• **Work required**: Below, some lines carry pictures; leave those pictures out and retype exactly the lines from the one with "Target: vertical wooden board" through the one with "Mark one point on every instance of the person".

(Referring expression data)
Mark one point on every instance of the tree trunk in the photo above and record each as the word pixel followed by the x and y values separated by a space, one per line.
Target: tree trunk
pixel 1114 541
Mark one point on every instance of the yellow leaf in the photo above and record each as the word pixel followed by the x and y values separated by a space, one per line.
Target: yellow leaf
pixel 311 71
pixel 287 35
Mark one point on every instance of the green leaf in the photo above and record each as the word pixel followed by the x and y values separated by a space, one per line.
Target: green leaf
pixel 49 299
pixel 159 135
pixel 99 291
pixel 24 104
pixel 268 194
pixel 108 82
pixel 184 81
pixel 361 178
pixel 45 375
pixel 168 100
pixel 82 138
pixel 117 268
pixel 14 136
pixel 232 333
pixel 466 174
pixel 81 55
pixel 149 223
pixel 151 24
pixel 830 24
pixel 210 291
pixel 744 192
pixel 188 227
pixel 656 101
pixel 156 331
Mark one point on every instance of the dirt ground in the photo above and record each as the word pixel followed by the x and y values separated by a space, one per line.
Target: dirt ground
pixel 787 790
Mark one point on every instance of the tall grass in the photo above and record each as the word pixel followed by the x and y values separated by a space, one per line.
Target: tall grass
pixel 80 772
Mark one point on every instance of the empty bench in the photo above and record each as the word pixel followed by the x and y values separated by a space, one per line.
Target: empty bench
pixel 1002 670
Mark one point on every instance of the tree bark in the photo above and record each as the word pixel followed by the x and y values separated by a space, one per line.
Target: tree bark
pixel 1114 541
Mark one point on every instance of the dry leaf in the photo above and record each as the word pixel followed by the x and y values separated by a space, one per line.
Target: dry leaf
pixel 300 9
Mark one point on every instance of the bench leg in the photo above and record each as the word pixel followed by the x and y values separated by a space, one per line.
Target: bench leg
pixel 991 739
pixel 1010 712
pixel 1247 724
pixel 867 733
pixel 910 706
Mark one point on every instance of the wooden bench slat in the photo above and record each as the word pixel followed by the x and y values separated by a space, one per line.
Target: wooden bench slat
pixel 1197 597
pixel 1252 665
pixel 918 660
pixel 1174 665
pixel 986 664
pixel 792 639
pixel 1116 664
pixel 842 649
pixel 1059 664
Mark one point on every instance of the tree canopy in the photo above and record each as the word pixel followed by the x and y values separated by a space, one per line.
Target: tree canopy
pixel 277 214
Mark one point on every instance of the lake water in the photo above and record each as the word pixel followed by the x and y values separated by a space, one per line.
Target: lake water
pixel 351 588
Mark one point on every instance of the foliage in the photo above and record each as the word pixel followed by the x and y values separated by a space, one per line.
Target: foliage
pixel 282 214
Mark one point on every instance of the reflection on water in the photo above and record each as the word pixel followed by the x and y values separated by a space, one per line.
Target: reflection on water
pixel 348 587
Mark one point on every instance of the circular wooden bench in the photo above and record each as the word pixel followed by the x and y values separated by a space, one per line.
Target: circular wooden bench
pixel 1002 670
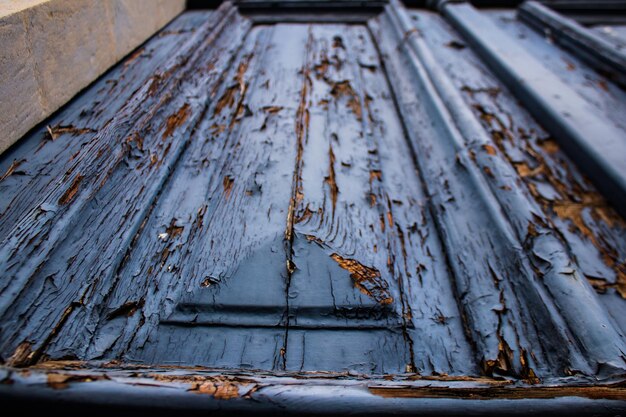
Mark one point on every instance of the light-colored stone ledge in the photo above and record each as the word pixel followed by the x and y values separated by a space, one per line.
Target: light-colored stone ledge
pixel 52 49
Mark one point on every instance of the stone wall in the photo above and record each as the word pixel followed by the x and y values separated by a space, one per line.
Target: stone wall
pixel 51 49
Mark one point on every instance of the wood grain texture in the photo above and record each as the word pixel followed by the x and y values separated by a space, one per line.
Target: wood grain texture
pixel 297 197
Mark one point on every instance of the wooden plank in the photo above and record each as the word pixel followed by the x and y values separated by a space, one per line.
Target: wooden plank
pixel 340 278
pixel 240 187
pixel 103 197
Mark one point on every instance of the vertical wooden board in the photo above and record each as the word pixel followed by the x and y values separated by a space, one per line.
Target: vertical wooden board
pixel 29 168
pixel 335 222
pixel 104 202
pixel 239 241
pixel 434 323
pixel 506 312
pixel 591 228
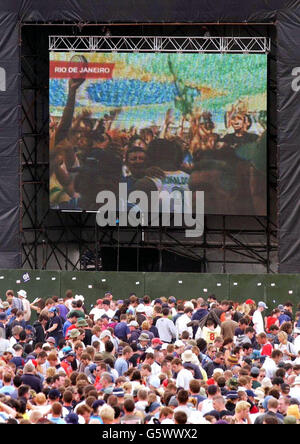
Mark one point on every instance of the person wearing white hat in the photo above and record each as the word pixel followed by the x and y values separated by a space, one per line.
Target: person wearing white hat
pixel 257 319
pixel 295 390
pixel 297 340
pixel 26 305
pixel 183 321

...

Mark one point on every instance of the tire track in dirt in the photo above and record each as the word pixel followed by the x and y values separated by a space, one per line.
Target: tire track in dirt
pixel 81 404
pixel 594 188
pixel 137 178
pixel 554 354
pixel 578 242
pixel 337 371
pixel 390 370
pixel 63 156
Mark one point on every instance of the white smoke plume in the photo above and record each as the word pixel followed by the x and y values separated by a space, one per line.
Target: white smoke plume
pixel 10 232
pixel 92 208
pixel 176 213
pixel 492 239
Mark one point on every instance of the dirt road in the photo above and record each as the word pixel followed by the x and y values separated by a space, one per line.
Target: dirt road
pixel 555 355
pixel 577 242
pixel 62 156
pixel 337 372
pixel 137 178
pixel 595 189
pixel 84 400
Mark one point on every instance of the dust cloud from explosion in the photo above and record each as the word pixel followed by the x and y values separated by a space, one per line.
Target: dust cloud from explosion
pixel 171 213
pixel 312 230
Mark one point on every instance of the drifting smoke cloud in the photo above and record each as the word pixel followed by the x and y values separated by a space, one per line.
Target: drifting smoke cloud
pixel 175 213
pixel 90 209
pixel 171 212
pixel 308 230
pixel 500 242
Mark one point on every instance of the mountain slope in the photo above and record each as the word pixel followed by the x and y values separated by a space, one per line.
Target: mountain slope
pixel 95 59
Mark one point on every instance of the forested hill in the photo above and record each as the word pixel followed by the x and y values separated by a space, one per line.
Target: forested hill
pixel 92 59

• **Completed task**:
Target: vertical wooden board
pixel 29 168
pixel 335 222
pixel 104 202
pixel 239 241
pixel 434 323
pixel 506 312
pixel 591 228
Mark one point on every instance of the person wearing white hat in the photo above and record each as the word pixel followed by the x and y values separated by a space, one per line.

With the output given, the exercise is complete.